(WHAT IS EXPECTED)
Gather each line of the listing below that contains the word "kindly" and copy those lines out whole. Case matters when matching.

####################

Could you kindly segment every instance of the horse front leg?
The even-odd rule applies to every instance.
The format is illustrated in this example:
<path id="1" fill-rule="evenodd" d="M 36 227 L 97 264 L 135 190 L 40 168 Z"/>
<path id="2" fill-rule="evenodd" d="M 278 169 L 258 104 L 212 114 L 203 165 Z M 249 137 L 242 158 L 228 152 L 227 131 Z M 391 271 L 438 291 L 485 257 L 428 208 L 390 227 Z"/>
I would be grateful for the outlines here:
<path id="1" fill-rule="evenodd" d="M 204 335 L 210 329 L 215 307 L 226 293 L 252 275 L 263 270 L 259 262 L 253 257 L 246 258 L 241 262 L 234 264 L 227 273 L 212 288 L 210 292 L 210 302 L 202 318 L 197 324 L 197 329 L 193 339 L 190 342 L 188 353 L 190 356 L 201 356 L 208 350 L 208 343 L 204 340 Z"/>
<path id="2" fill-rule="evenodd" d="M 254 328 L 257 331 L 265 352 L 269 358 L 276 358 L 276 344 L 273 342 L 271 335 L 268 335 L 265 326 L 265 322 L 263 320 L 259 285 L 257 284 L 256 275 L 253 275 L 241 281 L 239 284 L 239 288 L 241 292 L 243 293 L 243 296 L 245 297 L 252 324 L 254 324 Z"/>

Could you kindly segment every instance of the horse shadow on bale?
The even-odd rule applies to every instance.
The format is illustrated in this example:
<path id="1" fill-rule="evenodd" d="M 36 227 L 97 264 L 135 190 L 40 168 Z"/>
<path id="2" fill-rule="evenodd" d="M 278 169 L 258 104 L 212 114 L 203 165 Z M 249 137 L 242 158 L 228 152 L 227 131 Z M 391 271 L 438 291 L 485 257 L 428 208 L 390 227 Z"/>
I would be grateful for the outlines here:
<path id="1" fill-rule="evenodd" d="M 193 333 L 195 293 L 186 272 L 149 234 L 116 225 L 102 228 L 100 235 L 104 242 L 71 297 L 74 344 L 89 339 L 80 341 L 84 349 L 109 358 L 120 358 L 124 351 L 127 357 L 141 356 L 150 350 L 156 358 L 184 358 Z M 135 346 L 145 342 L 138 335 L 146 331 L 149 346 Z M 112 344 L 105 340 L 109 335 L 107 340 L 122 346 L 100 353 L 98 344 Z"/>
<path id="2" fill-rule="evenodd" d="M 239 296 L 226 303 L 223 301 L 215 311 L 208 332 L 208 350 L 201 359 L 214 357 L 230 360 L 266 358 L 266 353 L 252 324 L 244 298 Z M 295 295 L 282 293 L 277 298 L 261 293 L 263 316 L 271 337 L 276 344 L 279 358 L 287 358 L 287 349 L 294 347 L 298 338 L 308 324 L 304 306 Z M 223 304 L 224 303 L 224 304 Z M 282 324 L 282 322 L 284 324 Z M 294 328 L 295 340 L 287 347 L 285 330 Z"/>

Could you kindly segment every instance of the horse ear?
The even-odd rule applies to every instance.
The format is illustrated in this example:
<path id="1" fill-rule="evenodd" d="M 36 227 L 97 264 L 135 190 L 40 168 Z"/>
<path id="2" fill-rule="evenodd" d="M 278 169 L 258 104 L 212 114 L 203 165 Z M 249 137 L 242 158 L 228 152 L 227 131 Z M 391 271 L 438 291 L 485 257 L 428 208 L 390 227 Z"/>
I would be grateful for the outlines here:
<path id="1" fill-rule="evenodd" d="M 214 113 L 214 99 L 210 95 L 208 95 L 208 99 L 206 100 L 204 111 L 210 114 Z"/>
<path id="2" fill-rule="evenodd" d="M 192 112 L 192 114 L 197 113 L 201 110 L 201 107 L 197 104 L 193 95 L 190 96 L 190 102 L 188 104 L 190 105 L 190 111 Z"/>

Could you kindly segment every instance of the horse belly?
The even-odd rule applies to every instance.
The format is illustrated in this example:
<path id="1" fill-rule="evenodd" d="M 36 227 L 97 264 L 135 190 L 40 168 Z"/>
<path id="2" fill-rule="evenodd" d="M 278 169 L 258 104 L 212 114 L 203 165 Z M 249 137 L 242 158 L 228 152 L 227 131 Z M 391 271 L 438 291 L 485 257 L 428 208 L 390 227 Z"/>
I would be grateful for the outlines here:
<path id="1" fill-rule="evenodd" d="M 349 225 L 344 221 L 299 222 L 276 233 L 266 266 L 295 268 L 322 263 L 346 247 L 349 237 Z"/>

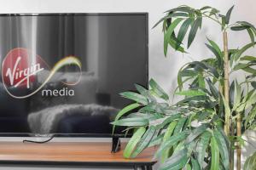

####################

(RESULT)
Could you kindly segment every instance of the horse front leg?
Could you kindly segment every instance of the horse shadow on bale?
Could you kindly segment every instance of the horse ear?
Could you kindly segment every instance of the horse belly?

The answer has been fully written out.